(Labeled-object pointing entries)

::::::::::

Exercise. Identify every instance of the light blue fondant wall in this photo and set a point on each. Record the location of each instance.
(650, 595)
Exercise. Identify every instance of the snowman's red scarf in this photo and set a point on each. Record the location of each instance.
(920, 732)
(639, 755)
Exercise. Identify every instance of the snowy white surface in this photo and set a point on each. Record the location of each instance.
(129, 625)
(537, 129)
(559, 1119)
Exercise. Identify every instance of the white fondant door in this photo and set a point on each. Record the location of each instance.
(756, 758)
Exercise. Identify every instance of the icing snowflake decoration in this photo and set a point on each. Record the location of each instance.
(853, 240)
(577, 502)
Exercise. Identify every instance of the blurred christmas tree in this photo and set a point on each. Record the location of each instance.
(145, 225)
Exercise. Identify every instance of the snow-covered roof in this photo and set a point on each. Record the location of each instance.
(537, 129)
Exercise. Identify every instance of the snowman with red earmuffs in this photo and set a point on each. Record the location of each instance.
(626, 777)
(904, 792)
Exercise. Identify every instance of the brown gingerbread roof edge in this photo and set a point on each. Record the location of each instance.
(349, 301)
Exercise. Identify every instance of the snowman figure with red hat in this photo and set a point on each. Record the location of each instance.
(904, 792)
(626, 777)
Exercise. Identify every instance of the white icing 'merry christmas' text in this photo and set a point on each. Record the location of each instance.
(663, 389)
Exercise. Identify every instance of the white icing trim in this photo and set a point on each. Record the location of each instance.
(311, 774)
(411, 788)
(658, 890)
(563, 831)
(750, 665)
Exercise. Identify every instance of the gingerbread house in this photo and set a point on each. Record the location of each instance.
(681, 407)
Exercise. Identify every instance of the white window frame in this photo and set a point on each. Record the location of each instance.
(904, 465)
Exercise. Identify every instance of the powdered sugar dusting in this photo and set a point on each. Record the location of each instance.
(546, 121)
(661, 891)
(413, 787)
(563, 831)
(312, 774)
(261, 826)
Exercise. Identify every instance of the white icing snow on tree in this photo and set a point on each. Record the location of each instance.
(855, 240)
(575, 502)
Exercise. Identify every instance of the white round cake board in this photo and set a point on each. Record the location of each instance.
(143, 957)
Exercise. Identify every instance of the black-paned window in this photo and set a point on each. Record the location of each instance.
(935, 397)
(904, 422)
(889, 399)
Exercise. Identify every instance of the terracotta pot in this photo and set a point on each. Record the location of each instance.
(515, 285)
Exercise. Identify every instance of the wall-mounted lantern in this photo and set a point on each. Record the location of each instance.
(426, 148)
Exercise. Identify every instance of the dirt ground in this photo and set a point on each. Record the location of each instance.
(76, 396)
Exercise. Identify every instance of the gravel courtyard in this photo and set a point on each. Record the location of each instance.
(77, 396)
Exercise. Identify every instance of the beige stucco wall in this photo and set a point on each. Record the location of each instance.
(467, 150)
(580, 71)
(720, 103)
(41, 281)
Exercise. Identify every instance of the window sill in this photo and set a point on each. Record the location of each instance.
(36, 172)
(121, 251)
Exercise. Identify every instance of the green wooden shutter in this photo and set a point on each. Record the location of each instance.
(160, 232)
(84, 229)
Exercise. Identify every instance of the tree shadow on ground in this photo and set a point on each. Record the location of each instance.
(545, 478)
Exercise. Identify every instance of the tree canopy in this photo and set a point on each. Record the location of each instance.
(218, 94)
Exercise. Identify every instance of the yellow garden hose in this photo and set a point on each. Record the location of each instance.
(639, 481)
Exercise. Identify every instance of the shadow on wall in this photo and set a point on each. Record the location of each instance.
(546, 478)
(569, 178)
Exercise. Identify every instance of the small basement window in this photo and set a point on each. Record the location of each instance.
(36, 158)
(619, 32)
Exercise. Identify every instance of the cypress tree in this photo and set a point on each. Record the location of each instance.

::::::::::

WRITTEN PROBLEM
Write out all the entries again, swapping every "set a point on each" for "place a dot on each" and leaving everything else unchanged.

FINAL RESULT
Exercise. Identify every instance of the light blue fondant wall in this photo and place a dot on each. Record the location of each instance.
(650, 595)
Exercise. Identify every instance of the snowman's red scarf in this photo and place a dot on each. Record the location of each instance.
(920, 732)
(639, 755)
Exercise. Identify every instance of the snowy white surface in this photo and place a dot on each. Record the location of each instance.
(129, 625)
(537, 129)
(559, 1119)
Exercise. Identify every instance of the white fondant door in this photo and place a dot on each. Record the location of each instance.
(756, 758)
Exercise. Identify every instance of the icing snowflake decoration in this photo and place a dot on each. Record the location of each instance.
(853, 240)
(577, 502)
Exercise. Identify every instance of the blurred christmas tree in this photo and place a dot on each. Record the location of each instance.
(145, 225)
Exercise. Identify every instance of the snow-covered roof in this photo and place a dot on each. Record the location of each instance.
(537, 129)
Exercise. Identify every instance of the snowman with red earmuffs in this photo and place a dot on each. Record the location of each instance.
(626, 777)
(904, 792)
Exercise. Identify every instance of the brown gingerbread roof edge in this photo and place a dot on each. Record the location of each instance.
(349, 301)
Exercise. Identify every instance of the snowman figure with red hat in this photo and place a dot on each. Record the location of each instance.
(904, 792)
(626, 777)
Exercise. Identify every instance of the white icing 'merry christmas' text in this photo and place a dot on each. Record the location of each instance.
(663, 389)
Exercise. Identify every instance of the white icing trim in this photo and place a dot on each. Record the location of each instance.
(311, 774)
(411, 788)
(658, 890)
(563, 831)
(750, 665)
Exercise. Identify every instance of the gingerbread house in this photo and place a dot on each. Record the location of each instance.
(681, 407)
Exercise. Identify every instance of the white window frame in this photo and place a dot on each. Record the location of each instance.
(904, 465)
Exercise. Identify every instance of the powdered sugar dusting in this photo and place a dot on each. Record the location of each instance.
(546, 121)
(661, 891)
(413, 787)
(563, 831)
(312, 774)
(261, 826)
Exercise. Identify every instance of the white icing snow on tree in this photo and place a dot on each. Record the location of each instance.
(855, 240)
(575, 502)
Exercise. Identify every instance of the white round cake board in this photo and place a dot on each. Record the location of each instance.
(143, 957)
Exercise. Identify every instance of the black-paned window in this photo and place a dot on each. Record the location of each instance.
(935, 397)
(904, 422)
(889, 399)
Exercise. Identify every instance of the terracotta pot in this photo and place a dot on each. Record the location of each instance.
(515, 285)
Exercise. Identify every instance of the wall-mounted lantern in this photo and place a dot on each. Record the location of each instance.
(426, 148)
Exercise. Identify every instance of the dirt ground in this photo and place a dot on each. Record the location of each instance.
(76, 396)
Exercise. Identify every instance of the gravel courtyard in this photo and place a dot on each. Record the location of each instance.
(77, 396)
Exercise. Identify every instance of the beige stucco wall in this photo and place a dot on each. Record the location of each instance.
(467, 150)
(580, 71)
(720, 103)
(41, 281)
Exercise. Identify every instance of the window sill in this photo and place a dot on each. Record the location of each instance.
(36, 172)
(121, 251)
Exercise. Identify every instance of the green wooden shutter in this photo and place a dot on each. Record the location of each instance.
(160, 232)
(84, 229)
Exercise. Identify every instance of the tree shadow on ground in this photo and place a dot on each. Record the location of each instance.
(545, 478)
Exercise. Identify every instance of the tree canopy in this photo and place a dot on each. Record the location of each instance.
(218, 94)
Exercise. Identify every instance of the yellow garden hose in this photo and place a dot on each. Record the location of each instance.
(639, 481)
Exercise. Identify every instance of the shadow on wall in this photo and place a dot on each. Record the location of each instance.
(546, 478)
(569, 178)
Exercise. Identify every instance of the small basement window in this photo and place a dot on each. Record the location of each instance.
(36, 158)
(619, 32)
Exercise. Identify every instance of the cypress tree in this photo and place a dot on each. Record the location of each instance.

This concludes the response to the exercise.